Exactly as they appear, copy the lines from the start of the entries below to the line containing "box: [106, 288, 149, 319]", both ends included.

[Stored data]
▬▬▬▬▬▬

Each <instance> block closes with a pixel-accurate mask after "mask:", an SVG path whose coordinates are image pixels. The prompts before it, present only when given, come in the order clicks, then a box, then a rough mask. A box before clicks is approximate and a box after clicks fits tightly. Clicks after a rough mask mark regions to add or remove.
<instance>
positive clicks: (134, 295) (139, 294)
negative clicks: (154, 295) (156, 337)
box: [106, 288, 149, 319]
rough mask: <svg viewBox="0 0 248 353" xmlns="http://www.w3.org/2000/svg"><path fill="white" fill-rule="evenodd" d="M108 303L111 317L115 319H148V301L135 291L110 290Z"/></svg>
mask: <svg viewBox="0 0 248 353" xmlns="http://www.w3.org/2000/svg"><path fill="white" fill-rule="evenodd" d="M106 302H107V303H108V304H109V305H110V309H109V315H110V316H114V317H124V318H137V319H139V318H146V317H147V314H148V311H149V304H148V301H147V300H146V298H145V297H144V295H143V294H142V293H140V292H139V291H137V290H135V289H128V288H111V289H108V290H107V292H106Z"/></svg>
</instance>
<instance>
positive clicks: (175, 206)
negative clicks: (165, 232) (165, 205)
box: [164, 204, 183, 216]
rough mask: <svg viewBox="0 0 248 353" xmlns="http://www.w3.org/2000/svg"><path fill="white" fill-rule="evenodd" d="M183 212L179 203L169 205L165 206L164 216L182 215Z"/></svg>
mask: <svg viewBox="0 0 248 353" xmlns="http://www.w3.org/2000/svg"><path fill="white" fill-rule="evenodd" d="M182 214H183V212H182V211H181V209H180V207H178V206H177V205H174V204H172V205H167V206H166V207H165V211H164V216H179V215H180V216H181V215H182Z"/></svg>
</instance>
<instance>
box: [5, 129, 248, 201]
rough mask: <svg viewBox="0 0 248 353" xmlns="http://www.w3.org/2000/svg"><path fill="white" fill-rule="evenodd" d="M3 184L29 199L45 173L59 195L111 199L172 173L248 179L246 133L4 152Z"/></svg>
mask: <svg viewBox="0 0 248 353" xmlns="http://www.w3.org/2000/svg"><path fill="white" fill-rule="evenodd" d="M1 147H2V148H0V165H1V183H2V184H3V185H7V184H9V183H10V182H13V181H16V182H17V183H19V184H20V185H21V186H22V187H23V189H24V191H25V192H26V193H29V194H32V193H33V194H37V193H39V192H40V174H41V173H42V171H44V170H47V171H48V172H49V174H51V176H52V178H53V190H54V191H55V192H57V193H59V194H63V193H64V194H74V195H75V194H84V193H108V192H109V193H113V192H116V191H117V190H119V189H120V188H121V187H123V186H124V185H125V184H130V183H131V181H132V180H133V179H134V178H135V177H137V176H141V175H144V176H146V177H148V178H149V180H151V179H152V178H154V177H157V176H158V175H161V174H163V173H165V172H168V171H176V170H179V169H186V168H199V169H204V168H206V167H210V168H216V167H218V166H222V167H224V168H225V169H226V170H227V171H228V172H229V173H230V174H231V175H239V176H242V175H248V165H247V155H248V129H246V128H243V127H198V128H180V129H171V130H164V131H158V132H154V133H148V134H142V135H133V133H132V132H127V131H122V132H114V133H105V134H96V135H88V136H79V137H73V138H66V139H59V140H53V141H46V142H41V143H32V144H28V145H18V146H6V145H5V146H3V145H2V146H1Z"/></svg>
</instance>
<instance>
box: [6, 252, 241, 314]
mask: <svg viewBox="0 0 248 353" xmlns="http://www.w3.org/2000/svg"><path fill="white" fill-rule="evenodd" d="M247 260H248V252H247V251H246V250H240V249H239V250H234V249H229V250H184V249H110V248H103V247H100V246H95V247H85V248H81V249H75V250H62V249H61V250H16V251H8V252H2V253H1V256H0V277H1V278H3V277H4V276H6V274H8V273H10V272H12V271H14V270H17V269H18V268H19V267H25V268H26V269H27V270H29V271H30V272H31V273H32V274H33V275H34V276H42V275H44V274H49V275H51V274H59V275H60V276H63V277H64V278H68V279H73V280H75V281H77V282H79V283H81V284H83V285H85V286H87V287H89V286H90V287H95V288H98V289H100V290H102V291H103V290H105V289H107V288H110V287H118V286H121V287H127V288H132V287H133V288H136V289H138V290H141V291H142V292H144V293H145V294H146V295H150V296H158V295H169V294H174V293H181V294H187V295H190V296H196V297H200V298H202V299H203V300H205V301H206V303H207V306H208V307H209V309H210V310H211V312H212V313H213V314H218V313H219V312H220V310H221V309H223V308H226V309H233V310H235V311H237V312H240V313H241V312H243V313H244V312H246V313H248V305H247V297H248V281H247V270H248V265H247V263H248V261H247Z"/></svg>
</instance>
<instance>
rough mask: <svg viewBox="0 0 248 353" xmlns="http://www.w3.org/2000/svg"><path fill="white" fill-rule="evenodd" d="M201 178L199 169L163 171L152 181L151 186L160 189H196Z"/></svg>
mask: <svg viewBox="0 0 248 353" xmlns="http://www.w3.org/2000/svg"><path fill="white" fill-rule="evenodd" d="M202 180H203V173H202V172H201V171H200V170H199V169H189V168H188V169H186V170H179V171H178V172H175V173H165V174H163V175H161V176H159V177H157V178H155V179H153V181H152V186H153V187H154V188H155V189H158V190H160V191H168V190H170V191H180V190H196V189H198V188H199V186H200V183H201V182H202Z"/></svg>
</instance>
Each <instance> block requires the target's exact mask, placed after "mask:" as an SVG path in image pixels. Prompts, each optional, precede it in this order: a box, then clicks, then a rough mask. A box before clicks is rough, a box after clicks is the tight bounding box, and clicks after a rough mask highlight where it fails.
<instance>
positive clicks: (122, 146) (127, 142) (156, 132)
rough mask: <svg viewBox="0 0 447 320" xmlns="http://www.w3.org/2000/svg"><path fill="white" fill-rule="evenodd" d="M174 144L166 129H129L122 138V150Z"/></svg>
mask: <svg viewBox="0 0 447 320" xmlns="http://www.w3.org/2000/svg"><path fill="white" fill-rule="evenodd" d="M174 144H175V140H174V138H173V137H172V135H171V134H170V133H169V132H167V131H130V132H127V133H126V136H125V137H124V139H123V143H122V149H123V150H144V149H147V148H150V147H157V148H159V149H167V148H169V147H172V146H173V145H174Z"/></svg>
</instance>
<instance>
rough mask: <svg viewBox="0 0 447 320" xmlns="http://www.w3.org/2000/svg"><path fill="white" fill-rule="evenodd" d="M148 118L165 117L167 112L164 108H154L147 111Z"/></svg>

▬▬▬▬▬▬

→ Your response
Each <instance> block closes with a pixel-accurate mask after "mask:", an SVG path whose coordinates are image pixels. The prompts before it, present only when given, come in the order clicks, then a box, then a rough mask. A box before clicks is approximate and a box after clicks fits tightly. Clicks after a rough mask mark regions to add or remove.
<instance>
positive clicks: (134, 295) (139, 294)
negative clicks: (154, 295) (156, 337)
box: [106, 288, 149, 319]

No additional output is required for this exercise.